Reading passage:
The correlation coefficients for all the inputs to their corresponding output are greater than 0.5. It can be noted that the majority of the input stations chosen for the study are highly correlated to the output stations. To perform the multivariate time series forecasting, we chose 7 stations as our input features to forecast the water level of the Dhaka station. To forecast the water level in Sylhet, we chose 10 stations as independent variables.

3.3. Dataset Preprocessing

3.3.1. Imputation of Missing Data through Mice

Figure 3 and Figure 4 provide a summary of the missing values of input features. The bar plot (left side) represents the percentage of missing data for each of the stations in the dataset. The level plot (right side) represents the combination of data—both missing and present. In the level plot, the available data are shown in blue color, and missing data in yellow color. The level plots are developed for a specific time frame, so the number of yellow/blue bars in the level plot will only count the data for a specific time. The highest proportion of missing data is found in stations SW268 and SW271, where more than 30% of data are missing.

The number of missing values is larger in stations around Sylhet than those located adjacent to Dhaka. Discarding missing data would significantly reduce the number of observations at each station, which may lead to bias and loss of critical information. Hence, we performed data imputations to address the data gap. Since water level data at different stations are missing randomly, we used the multiple imputation by chained equations (MICE) technique to impute the data gap [58]. MICE is robust and one of the widely used approaches to overcome a large amount of missing data [58]. It imputes missing data by assuming that the data missing are random in the series. It creates different sets of imputed datasets, which allows for using the best-imputed set. The data imputation process involves five steps:

Step 1: Perform simple imputation, such as mean imputation, on the dataset.

Stated exercise 1:
Recast the stretch of the records from the line containing "Pest-scouting request: tag the tall" through the end of the records as a Markdown table with the columns Row and Entry. Number each line and leave out blank lines.

Records shown:
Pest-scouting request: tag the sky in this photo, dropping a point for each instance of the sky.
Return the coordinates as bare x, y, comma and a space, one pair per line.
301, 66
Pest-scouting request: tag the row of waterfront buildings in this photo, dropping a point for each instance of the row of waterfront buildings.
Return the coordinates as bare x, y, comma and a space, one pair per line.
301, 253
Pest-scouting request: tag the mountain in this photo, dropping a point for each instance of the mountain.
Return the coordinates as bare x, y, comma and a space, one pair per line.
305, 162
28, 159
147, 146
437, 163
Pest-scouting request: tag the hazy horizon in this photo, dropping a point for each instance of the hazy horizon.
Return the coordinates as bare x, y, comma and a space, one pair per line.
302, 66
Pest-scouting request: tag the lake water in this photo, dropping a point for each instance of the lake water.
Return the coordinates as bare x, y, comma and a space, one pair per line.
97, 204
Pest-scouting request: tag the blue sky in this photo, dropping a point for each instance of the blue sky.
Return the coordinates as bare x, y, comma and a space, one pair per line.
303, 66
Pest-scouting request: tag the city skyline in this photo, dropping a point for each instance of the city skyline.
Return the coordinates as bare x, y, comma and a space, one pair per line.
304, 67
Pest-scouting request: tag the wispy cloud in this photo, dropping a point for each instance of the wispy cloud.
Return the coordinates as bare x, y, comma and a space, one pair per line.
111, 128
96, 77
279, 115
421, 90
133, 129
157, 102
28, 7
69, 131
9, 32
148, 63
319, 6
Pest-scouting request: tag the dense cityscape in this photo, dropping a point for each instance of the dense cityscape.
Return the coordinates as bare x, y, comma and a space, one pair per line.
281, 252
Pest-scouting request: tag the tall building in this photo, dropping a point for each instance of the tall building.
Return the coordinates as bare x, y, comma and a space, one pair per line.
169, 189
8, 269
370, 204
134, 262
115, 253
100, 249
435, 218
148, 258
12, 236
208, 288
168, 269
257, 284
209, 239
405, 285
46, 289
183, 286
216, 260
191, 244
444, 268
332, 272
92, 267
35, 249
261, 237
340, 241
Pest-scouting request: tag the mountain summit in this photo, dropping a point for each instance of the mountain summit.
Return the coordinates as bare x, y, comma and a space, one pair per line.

Stated exercise 2:
Decide whether each statement agrees with the water-level excerpt. Answer yes or no and quote the deciding words. (a) Ten stations were chosen as input features to forecast the water level of the Dhaka station. (b) In the level plot, missing data appear in yellow. (c) Stations around Sylhet have more missing values than stations adjacent to Dhaka.

Finished answer 1:
| Row | Entry |
|---|---|
| 1 | Pest-scouting request: tag the tall building in this photo, dropping a point for each instance of the tall building. |
| 2 | Return the coordinates as bare x, y, comma and a space, one pair per line. |
| 3 | 169, 189 |
| 4 | 8, 269 |
| 5 | 370, 204 |
| 6 | 134, 262 |
| 7 | 115, 253 |
| 8 | 100, 249 |
| 9 | 435, 218 |
| 10 | 148, 258 |
| 11 | 12, 236 |
| 12 | 208, 288 |
| 13 | 168, 269 |
| 14 | 257, 284 |
| 15 | 209, 239 |
| 16 | 405, 285 |
| 17 | 46, 289 |
| 18 | 183, 286 |
| 19 | 216, 260 |
| 20 | 191, 244 |
| 21 | 444, 268 |
| 22 | 332, 272 |
| 23 | 92, 267 |
| 24 | 35, 249 |
| 25 | 261, 237 |
| 26 | 340, 241 |
| 27 | Pest-scouting request: tag the mountain summit in this photo, dropping a point for each instance of the mountain summit. |
| 28 | Return the coordinates as bare x, y, comma and a space, one pair per line. |

Finished answer 2:
(a) No: "we chose 7 stations as our input features to forecast the water level of the Dhaka station"
(b) Yes: "missing data in yellow color"
(c) Yes: "The number of missing values is larger in stations around Sylhet than those located adjacent to Dhaka"